- [WHAT THE TASK REQUIRES]
Only the lines from the one containing "the bus stop" through the end of the entries should be repeated, exactly as they appear, first and last included.

Dataset records about object locations
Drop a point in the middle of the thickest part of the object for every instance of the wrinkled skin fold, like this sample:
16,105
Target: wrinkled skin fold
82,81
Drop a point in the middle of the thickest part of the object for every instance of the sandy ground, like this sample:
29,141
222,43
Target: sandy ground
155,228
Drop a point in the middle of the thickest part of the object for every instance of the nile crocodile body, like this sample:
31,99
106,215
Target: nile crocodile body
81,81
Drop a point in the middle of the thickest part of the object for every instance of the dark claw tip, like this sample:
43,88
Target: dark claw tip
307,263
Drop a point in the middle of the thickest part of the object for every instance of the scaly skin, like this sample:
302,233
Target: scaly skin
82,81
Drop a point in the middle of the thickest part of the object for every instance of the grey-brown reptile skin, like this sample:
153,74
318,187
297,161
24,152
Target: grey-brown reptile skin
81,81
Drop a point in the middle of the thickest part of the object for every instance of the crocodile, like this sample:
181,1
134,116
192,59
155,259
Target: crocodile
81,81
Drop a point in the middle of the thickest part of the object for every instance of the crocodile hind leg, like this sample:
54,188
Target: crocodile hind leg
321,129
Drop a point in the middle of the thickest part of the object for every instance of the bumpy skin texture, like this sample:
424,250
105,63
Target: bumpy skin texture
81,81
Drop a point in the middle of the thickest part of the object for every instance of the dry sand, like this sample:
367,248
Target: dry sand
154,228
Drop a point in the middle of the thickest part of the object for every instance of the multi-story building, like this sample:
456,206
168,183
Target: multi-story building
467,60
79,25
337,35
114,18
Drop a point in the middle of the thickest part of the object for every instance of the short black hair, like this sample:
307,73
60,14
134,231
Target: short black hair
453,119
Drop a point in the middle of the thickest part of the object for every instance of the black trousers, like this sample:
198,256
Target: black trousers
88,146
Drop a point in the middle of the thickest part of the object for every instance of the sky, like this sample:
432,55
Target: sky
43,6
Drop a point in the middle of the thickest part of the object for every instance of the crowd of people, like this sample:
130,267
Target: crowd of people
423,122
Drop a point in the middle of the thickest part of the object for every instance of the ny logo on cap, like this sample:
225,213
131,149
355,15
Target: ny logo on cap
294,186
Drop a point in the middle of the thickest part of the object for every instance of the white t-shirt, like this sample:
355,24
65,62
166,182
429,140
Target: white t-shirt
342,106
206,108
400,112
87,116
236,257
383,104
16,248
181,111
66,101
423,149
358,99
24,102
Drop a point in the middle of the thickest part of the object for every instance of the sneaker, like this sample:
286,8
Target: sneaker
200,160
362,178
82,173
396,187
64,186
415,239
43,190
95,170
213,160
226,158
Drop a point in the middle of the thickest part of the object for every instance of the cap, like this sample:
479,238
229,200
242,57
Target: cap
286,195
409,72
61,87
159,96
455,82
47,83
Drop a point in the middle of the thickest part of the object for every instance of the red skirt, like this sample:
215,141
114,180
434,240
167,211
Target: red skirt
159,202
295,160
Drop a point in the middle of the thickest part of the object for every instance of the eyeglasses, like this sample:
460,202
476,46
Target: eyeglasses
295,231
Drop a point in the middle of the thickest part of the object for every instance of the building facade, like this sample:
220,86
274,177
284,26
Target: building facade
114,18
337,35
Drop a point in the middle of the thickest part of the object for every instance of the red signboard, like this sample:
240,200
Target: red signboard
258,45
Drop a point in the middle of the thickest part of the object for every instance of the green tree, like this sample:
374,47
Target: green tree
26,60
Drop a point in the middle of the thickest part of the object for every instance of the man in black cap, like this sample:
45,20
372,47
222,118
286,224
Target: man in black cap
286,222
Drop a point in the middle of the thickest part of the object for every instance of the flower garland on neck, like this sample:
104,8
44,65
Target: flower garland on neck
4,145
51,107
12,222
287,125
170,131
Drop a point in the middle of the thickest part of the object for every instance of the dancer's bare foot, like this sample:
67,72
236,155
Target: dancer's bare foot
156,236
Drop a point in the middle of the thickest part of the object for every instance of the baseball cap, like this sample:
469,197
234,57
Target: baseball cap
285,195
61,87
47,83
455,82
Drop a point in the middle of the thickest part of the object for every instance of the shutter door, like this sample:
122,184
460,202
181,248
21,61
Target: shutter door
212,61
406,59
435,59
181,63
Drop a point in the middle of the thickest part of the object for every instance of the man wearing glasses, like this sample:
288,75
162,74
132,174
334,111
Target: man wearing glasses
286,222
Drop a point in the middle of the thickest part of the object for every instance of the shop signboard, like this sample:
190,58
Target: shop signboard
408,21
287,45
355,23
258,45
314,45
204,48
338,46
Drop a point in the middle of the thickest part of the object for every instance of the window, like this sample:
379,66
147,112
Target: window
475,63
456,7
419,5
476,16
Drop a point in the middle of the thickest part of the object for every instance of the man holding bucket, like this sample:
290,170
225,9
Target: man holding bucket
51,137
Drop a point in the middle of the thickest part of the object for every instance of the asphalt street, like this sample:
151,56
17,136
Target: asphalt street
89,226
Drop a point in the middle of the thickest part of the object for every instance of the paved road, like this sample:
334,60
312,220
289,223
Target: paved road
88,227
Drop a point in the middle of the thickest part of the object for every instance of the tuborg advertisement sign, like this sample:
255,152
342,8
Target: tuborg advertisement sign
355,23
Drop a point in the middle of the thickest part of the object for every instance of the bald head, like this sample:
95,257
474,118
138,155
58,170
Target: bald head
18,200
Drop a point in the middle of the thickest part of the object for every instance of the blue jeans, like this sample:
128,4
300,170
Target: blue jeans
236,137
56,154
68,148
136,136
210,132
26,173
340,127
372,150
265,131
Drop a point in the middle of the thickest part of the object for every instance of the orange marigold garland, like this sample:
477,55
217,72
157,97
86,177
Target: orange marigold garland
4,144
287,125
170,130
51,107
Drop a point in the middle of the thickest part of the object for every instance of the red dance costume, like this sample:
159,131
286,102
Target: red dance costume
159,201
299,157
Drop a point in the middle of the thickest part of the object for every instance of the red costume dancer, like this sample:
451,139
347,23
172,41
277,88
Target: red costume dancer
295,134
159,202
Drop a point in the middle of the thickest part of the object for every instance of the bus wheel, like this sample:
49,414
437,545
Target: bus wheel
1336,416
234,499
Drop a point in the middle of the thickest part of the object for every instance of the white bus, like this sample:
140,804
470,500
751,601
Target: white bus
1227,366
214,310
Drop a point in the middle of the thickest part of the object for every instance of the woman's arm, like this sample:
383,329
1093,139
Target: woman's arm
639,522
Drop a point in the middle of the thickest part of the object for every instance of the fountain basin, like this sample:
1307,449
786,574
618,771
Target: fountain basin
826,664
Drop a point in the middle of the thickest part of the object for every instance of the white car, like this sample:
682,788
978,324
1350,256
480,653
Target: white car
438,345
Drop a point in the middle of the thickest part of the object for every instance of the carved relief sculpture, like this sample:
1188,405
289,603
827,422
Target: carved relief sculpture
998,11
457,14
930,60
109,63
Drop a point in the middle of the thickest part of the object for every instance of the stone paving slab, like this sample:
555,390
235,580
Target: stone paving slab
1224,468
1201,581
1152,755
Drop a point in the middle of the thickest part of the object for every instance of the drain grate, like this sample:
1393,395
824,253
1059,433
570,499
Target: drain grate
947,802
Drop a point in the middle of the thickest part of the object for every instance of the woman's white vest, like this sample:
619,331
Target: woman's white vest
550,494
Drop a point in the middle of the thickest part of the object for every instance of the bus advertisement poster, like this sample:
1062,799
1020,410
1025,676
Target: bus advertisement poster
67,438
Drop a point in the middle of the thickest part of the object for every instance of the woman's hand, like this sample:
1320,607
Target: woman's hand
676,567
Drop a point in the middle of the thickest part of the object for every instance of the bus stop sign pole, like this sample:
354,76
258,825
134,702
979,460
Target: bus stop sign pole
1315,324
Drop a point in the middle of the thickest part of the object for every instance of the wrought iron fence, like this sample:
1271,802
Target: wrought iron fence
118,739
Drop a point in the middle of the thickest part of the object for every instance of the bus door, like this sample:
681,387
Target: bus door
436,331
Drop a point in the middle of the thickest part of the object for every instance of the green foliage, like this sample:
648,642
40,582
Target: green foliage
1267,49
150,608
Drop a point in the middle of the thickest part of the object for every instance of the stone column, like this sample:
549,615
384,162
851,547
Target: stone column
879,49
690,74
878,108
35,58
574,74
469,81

- [WRITTEN ANSWER]
Drop a point in the middle of the thickest part of the object for every instance of the bus stop sign pole, like this sample:
354,76
258,825
134,702
979,460
Target: bus stop sign pole
1315,324
Drop a point in the middle of the thickest part of the object for every instance of the wrought iron fence, like this sample:
1271,802
Target: wrought iron fence
118,739
Drop a point in the middle of the thickest part of the object for every instance of the bus door, like this sample:
681,387
Target: bus door
436,331
Drop a point in the middle of the thickest part of the object for every instance of the green foliage, like this sample:
648,642
40,582
Target: green foliage
1267,49
150,608
Drop a point in the middle of the thickest part of the object for every instance of the stone column, like this sample:
549,615
384,162
851,547
Target: stone column
879,49
690,74
878,108
35,58
574,74
469,81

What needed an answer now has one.